### DATASET

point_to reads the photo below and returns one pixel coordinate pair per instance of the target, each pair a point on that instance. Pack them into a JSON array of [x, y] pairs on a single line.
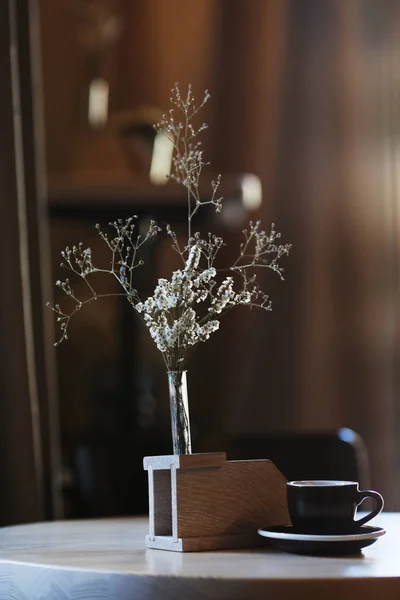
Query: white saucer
[[286, 538], [289, 534]]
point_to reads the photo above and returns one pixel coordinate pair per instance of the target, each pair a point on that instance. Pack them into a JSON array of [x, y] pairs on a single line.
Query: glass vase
[[179, 406]]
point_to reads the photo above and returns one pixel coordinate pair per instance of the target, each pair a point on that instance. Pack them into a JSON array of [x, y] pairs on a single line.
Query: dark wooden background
[[305, 95]]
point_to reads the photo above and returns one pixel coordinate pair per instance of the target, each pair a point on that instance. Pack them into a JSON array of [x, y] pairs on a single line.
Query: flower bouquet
[[185, 309]]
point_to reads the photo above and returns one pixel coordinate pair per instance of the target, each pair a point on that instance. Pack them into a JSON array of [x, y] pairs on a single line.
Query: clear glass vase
[[179, 406]]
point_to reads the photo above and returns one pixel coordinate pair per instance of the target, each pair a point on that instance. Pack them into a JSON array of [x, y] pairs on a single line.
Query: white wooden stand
[[204, 502]]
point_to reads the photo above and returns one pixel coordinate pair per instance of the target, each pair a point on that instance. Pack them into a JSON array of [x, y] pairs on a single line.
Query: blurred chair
[[339, 454]]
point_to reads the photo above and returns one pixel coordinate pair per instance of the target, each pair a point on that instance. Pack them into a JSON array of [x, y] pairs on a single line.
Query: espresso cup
[[328, 507]]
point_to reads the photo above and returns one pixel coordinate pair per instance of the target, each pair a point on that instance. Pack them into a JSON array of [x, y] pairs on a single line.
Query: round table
[[107, 560]]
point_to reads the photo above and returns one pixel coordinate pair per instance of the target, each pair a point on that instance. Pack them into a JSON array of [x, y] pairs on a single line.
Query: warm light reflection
[[251, 192], [98, 103], [161, 160]]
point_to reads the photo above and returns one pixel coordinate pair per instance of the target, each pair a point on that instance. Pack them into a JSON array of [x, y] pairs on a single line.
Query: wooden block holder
[[200, 502]]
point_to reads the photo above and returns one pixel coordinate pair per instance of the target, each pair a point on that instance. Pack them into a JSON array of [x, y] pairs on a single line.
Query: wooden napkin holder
[[200, 502]]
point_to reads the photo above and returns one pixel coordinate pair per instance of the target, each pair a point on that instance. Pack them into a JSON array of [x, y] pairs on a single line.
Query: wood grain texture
[[201, 502], [107, 560]]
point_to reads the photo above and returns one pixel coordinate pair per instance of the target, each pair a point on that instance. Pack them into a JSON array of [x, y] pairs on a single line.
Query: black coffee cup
[[328, 507]]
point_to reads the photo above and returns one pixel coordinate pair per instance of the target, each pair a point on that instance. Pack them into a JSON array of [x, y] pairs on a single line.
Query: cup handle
[[379, 505]]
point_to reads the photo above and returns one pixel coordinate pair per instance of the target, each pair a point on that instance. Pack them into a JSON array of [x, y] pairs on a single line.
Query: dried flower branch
[[186, 309]]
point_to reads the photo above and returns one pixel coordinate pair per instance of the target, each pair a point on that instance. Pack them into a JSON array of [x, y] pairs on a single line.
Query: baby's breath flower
[[185, 309]]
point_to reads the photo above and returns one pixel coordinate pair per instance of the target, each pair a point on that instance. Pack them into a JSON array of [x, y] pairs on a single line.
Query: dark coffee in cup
[[328, 507]]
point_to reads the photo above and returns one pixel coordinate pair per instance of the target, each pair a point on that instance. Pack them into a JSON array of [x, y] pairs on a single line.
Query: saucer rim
[[306, 537]]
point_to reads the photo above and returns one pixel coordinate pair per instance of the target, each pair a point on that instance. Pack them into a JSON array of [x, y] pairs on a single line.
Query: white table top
[[107, 559]]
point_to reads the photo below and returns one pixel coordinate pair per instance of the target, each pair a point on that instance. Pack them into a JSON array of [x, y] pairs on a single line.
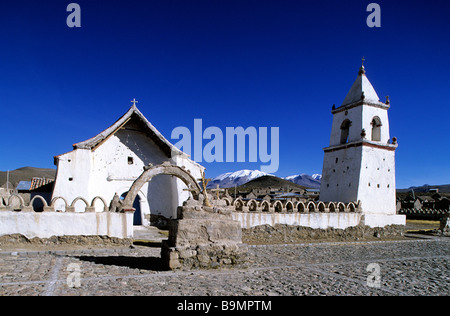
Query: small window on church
[[376, 129], [345, 129]]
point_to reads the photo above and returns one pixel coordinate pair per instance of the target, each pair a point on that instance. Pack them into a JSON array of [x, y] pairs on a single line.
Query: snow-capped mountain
[[230, 179], [306, 180], [237, 178]]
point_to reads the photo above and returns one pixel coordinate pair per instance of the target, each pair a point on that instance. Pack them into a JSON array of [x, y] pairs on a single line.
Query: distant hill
[[237, 178], [268, 181], [240, 177], [26, 174], [443, 188]]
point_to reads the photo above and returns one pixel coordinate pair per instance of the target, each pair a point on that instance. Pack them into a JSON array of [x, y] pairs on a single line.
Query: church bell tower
[[359, 164]]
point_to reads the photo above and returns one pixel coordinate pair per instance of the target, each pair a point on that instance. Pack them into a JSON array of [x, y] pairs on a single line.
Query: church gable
[[132, 120]]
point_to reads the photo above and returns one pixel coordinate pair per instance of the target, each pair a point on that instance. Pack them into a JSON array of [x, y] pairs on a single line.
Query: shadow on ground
[[141, 263]]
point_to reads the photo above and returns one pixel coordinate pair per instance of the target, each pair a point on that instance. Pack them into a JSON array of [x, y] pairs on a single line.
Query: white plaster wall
[[69, 167], [341, 175], [312, 220], [106, 171], [48, 224], [378, 170]]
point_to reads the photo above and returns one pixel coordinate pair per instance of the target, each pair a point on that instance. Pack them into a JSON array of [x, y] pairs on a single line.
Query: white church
[[110, 162], [359, 163]]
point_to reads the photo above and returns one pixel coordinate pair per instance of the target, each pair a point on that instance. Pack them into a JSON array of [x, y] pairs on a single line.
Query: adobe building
[[359, 163], [109, 163]]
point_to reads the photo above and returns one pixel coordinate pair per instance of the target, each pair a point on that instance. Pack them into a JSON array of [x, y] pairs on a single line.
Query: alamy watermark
[[74, 278], [374, 278], [236, 144]]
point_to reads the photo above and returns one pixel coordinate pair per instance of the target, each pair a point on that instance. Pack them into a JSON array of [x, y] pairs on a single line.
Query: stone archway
[[152, 171]]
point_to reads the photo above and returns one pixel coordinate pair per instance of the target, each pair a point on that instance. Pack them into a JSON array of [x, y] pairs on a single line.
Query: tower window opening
[[345, 129], [376, 129]]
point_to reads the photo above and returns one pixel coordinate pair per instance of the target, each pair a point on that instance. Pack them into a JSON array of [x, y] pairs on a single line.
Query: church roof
[[135, 114], [360, 87]]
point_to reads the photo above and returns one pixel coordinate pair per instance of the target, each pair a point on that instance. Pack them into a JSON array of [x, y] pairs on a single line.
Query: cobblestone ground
[[412, 267]]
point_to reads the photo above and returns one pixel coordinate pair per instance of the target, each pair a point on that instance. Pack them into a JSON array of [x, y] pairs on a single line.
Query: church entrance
[[137, 217]]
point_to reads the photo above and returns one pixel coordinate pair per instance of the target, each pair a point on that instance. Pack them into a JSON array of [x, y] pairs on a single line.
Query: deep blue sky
[[262, 63]]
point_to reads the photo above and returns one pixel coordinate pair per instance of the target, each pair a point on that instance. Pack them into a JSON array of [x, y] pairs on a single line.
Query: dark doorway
[[137, 218]]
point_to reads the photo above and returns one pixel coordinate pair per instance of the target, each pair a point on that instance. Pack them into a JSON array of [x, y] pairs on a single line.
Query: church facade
[[359, 163], [110, 162]]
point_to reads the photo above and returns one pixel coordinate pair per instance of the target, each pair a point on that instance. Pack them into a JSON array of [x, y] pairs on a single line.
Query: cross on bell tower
[[359, 163]]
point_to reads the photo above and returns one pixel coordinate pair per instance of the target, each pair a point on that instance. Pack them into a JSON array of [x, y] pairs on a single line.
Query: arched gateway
[[152, 171]]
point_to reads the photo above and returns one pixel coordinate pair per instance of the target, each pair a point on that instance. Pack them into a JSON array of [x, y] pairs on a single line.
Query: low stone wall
[[203, 237], [280, 233], [15, 240], [313, 220], [48, 224]]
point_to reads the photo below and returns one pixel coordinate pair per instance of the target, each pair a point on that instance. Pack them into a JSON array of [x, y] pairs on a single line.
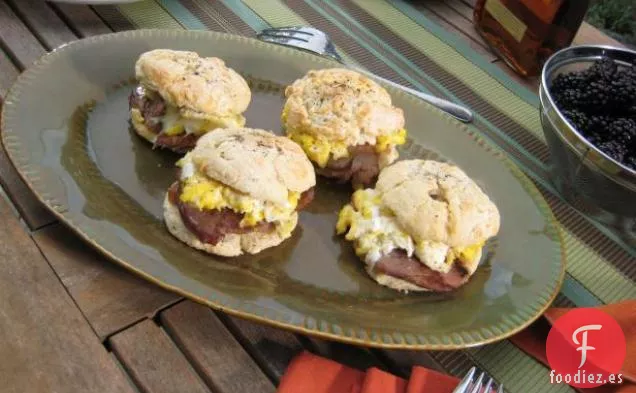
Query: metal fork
[[317, 41], [467, 385]]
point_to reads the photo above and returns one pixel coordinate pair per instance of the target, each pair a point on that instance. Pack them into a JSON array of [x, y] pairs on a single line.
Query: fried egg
[[208, 194], [375, 233]]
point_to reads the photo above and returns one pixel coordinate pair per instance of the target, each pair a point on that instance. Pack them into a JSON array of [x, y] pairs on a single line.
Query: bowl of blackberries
[[588, 114]]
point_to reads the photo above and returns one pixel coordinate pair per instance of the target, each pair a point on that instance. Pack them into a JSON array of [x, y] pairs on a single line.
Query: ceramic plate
[[65, 127]]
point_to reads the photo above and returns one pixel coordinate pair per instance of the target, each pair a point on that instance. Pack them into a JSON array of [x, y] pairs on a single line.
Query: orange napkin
[[378, 381], [532, 341], [424, 380], [309, 373]]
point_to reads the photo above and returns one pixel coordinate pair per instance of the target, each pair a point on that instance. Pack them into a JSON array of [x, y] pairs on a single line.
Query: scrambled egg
[[320, 149], [375, 233], [209, 194], [174, 124]]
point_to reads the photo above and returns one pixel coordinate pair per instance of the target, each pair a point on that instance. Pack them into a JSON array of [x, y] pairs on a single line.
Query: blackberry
[[630, 161], [623, 91], [614, 149], [594, 98], [568, 98], [578, 119], [602, 70], [569, 80], [623, 130], [600, 103]]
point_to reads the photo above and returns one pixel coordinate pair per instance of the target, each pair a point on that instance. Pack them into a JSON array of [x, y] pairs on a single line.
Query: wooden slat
[[82, 19], [272, 348], [47, 346], [213, 351], [153, 361], [8, 73], [110, 297], [113, 18], [455, 23], [22, 45], [43, 22]]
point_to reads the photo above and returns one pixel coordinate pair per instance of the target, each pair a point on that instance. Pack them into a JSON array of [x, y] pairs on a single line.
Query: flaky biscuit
[[199, 86], [438, 202], [341, 105], [254, 161]]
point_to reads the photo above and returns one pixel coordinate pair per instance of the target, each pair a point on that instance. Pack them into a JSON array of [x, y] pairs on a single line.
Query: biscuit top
[[199, 86], [438, 202], [255, 162], [341, 105]]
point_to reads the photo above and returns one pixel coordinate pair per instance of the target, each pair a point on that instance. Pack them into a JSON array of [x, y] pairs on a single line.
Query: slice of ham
[[210, 226], [361, 167], [152, 109], [399, 265], [181, 143]]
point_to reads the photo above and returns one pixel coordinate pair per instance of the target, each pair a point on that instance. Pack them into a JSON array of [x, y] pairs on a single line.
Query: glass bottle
[[524, 33]]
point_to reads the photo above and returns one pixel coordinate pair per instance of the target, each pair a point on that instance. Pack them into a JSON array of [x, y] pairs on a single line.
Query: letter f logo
[[583, 344]]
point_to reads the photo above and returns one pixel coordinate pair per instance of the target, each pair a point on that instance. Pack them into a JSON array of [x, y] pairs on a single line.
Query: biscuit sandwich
[[181, 96], [422, 228], [239, 191], [345, 122]]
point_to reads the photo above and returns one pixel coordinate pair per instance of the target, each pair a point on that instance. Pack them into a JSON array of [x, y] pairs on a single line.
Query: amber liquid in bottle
[[524, 33]]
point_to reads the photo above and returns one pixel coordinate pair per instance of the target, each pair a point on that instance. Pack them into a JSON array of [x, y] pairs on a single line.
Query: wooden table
[[72, 321]]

######

** EXERCISE **
Copy every line of the entries above that contains the string "vase". Treat case as significant.

** WRITTEN ANSWER **
Query: glass vase
Query: clear glass vase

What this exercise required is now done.